Directions for this task ▸ An exact transcription of all the entries below is required.

Information provided ▸
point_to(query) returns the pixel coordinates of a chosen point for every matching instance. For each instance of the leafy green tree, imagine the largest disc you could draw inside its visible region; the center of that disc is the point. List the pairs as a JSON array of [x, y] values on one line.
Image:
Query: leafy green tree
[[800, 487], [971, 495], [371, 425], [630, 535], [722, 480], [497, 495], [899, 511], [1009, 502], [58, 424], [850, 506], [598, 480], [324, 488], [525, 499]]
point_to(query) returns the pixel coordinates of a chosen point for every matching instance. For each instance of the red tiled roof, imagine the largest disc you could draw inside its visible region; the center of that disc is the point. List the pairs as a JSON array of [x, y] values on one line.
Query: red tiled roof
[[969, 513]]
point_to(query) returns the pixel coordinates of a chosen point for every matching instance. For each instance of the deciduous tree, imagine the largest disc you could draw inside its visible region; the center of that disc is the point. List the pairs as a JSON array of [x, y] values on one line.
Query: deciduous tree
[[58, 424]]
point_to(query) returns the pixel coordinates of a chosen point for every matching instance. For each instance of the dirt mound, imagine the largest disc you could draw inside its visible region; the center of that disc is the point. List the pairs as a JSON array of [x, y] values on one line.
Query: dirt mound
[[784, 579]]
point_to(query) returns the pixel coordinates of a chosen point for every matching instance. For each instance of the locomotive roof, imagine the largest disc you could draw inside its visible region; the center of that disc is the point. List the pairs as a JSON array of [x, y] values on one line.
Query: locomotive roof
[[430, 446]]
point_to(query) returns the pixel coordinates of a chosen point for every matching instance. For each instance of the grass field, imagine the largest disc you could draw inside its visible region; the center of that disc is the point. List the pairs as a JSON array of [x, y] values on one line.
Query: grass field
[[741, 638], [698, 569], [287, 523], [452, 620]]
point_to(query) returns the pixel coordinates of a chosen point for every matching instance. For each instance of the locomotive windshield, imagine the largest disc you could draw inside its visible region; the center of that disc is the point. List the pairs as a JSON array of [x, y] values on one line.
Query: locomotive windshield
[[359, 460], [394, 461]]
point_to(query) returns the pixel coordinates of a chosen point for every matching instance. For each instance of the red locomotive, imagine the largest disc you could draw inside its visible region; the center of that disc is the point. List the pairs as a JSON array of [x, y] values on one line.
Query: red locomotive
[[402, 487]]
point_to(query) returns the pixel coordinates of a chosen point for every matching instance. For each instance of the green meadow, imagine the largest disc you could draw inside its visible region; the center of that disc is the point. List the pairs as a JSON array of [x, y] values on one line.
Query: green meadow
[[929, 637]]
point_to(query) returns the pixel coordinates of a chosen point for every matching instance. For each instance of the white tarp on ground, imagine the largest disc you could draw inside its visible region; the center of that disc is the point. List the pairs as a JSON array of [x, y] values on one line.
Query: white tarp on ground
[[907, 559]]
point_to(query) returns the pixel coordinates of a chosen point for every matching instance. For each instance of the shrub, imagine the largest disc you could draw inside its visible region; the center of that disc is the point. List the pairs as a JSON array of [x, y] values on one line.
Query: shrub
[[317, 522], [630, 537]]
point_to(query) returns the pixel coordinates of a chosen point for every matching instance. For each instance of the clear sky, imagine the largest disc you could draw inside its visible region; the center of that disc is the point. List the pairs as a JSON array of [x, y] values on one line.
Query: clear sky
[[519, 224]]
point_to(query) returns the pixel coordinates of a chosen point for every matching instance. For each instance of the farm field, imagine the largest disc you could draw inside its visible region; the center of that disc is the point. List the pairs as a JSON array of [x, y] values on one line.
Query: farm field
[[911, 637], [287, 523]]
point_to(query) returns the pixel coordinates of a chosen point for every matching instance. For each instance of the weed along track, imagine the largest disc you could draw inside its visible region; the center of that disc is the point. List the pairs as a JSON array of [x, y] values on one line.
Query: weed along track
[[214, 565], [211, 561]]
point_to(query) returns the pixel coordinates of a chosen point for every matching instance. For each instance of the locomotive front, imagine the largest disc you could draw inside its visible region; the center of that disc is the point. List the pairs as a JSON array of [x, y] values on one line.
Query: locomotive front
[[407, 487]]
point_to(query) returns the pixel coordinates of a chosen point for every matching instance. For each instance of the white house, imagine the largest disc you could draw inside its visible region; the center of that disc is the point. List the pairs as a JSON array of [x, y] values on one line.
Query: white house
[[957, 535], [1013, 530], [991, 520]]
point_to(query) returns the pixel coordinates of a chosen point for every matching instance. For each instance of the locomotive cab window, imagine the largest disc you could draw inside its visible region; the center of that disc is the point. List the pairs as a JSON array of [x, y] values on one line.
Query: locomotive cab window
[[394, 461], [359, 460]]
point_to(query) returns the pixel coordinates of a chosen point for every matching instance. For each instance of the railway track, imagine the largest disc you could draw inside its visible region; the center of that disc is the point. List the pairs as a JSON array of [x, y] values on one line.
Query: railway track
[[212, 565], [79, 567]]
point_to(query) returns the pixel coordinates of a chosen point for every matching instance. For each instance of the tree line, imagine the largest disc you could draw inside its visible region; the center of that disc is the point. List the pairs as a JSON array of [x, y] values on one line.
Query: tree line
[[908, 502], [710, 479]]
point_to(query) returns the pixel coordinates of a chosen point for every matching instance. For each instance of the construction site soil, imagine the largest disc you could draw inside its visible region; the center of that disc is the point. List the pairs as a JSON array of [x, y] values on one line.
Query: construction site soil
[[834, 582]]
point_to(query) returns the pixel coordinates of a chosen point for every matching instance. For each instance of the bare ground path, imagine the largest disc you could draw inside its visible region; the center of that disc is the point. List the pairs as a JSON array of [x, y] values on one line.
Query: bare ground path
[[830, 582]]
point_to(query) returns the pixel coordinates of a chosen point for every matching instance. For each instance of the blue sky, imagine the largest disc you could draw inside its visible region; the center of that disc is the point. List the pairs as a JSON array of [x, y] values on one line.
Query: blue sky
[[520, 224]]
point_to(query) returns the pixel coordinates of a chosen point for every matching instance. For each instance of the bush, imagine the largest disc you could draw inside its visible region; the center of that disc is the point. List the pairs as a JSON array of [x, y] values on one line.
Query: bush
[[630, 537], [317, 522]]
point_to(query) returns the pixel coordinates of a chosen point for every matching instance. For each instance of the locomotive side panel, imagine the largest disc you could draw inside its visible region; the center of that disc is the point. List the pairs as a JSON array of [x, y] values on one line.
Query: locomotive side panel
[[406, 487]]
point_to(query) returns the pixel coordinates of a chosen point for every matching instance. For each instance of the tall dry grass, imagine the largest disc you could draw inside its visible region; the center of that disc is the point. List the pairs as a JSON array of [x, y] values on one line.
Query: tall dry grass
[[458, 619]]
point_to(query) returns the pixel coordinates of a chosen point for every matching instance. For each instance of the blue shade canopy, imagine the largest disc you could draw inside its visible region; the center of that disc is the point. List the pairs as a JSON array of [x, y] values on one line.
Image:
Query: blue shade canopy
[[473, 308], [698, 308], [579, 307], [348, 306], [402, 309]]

Answer ▸
point_to(query) returns the pixel coordinates of a chosen point for every matching instance. For each instance of the leafy green tree, imagine the largest disc you could draw inside its visible region; the center of that disc is the point. List the pairs as a JSON array of [x, y] values on one line.
Image:
Query: leafy green tree
[[800, 487], [971, 495], [371, 425], [630, 535], [722, 480], [497, 495], [899, 511], [1009, 502], [58, 424], [850, 506], [598, 480], [324, 488], [525, 499]]
point_to(query) returns the pixel coordinates of a chosen point for every matching instance. For each instance of the red tiled roof, imagine the largest disc you could draw inside its visible region; the center of that disc is the point. List the pairs as a JSON array of [x, y] values on one line.
Query: red tiled roof
[[969, 513]]
point_to(query) returns the pixel coordinates of a chosen point for every matching instance. For each instance of the deciduous tree, imagine the largest disc you could draw inside its visible region; the center of that disc is the point. List the pairs as a JSON array of [x, y] values on one line.
Query: deciduous tree
[[58, 424]]
point_to(query) returns the pixel coordinates of a chosen point for every matching instance. For each instance of the dirt mound, imagine the largest disc you could draw inside its visible region; the center of that disc is the point. List the pairs as a JSON array of [x, y] values on one line.
Query: dirt mound
[[784, 579]]
point_to(query) returns the pixel coordinates of a chosen point for every matching instance. For each instance of the locomotive roof, imagine the largest disc you could draw inside its visible region; the center of that disc is the point. List the pairs as a JSON array of [x, y] values on one line.
Query: locomotive roof
[[430, 446]]
point_to(query) returns the pixel coordinates of a chosen point for every matching instance. For each instance of the grass field, imagine the largest disc you could draw inside its visible region; the center of that disc is the point. List the pairs as a JSON array of [x, y] values on one line.
Query: grass field
[[741, 638], [698, 569], [287, 523], [452, 620]]
point_to(query) returns the pixel coordinates of a chosen point for every matching instance. For each instance of the locomotive windshield, imagine the largest disc you could draw inside its visible region; the center of that disc is the point. List the pairs as a JSON array of [x, y] values on one line.
Query: locomotive windshield
[[359, 460], [394, 461]]
point_to(query) returns the pixel coordinates of a chosen point for every matching instance. For each instance of the red locomotive, imagine the largest disc you could draw inside its visible region; the center of that disc is the point. List the pairs as a JSON array of [x, y] values on one line.
Query: red locomotive
[[402, 487]]
point_to(query) returns the pixel coordinates of a chosen point for every matching instance. For each instance of the green meadow, imagine the largest disc you could draw inside its visible region; the center of that disc is the point. List the pairs as a JSON array of [x, y] values on one line.
Query: green meadow
[[929, 637]]
point_to(query) returns the pixel coordinates of a chosen point for every matching instance. For each instance of the white tarp on ground, imagine the largest disc you could draw inside its visible region; the center of that disc is the point. List the pairs as a JSON array of [x, y] values on one line.
Query: white tarp on ground
[[907, 559]]
point_to(query) returns the pixel coordinates of a chosen point for every matching instance. For each instance of the shrub, imagine the largest disc you could draw inside its visible region; the center of that disc is the point. List the pairs as a JSON array of [x, y] values on one line.
Query: shrub
[[317, 522], [630, 537]]
point_to(query) returns the pixel coordinates of a chosen point for every matching instance. For each instance of the clear sky, imagine the largest disc you could draw inside its visible region; the center of that disc is the point. List the pairs as a JSON array of [x, y] values on one line.
Query: clear sky
[[519, 224]]
point_to(query) returns the pixel coordinates of a chosen point for every matching instance. For each instance of the farm field, imagine the largest disc you could draw inside its visible region; the center of that disc is the point. List the pairs as a JSON array of [x, y] values on one line.
Query: farm field
[[911, 637], [287, 523]]
point_to(query) returns the pixel coordinates of a chosen point for every matching instance. For each instance of the weed along track, imagine the largest disc you could draw inside its visible region; the center of that disc is the point. List the pairs as a JSON array of [x, y] values on one line.
Query: weed along track
[[214, 565], [211, 561]]
point_to(query) returns the pixel coordinates of a chosen point for every matching instance. For each instance of the locomotive front, imagine the largest disc you could draw inside its visible region; the center of that disc is the point. List the pairs as a JSON array of [x, y] values on one line.
Query: locomotive front
[[407, 487]]
point_to(query) returns the pixel coordinates of a chosen point for every matching instance. For each instance of the white house, imagine the largest disc you could draw inside its visible region; the center of that disc is the point. List the pairs as a JSON array of [x, y] values on one line.
Query: white house
[[957, 535], [1013, 530], [991, 520]]
point_to(query) returns the pixel coordinates of a chosen point for every matching instance. For each instance of the locomotive cab window, imagine the largest disc you could draw inside its visible region; the center of that disc is the point. List the pairs as a JSON array of [x, y] values on one line.
Query: locomotive cab window
[[394, 461], [359, 460]]
point_to(query) returns the pixel coordinates of a chosen point for every matching instance. For each instance of the railway track, imagine the largest disc you could draw inside its visible region; the center of that disc is the point. List the pairs as a JSON array of [x, y] values on one line.
Query: railway track
[[212, 565], [79, 567]]
point_to(query) returns the pixel coordinates of a chosen point for every matching instance. For each instance of the tree line, imagine the largest disc you could draw inside its visible region; the center of that disc is the point. List the pairs as a JSON array of [x, y] values on one line.
Query: tree line
[[908, 502], [710, 479]]
point_to(query) returns the pixel coordinates of a chosen point for every matching instance. For each instance of the construction site soil, imagine the largest disc you could draw inside its visible region; the center of that disc is the point. List the pairs as a JSON array of [x, y] values on one line.
Query: construction site soil
[[834, 582]]
point_to(query) returns the pixel coordinates of a chosen point for every matching instance. For each instance of the bare ground path, imagine the largest disc you could draw inside its visible region; the center of that disc is the point. List the pairs as a JSON array of [x, y] values on one line.
Query: bare ground path
[[830, 582]]
point_to(query) returns the pixel coordinates of a chosen point for every matching instance. For each instance of the blue sky, imagine the largest disc you could draw inside its visible region; the center of that disc is the point. List the pairs as a JSON array of [x, y] values on one line.
Query: blue sky
[[520, 224]]
point_to(query) returns the pixel coordinates of a chosen point for every matching instance. For each instance of the bush, imagine the largest disc you could draw inside its visible region; the center of that disc is the point. List the pairs as a JSON array of [x, y] values on one line.
Query: bush
[[630, 537], [317, 522]]
point_to(query) returns the pixel coordinates of a chosen point for every matching instance. For each instance of the locomotive side panel, imagine the largest disc you could draw inside its visible region; the center of that disc is the point. List the pairs as a JSON array of [x, y] values on one line.
Query: locomotive side panel
[[406, 487]]
point_to(query) returns the pixel coordinates of a chosen point for every matching instance. For each instance of the tall dry grass, imagine the largest disc you could draw inside its visible region; the center of that disc is the point. List the pairs as a JSON array of [x, y] values on one line.
Query: tall dry grass
[[458, 619]]
point_to(query) returns the pixel coordinates of a chosen point for every matching instance. For each instance of the blue shade canopy, imagine the largest disc you could draw inside its visible region; the center of that disc is the point. List the pairs as a JSON array of [x, y] values on one line.
Image:
Query: blue shade canopy
[[473, 308], [698, 308], [579, 307], [348, 306], [402, 309]]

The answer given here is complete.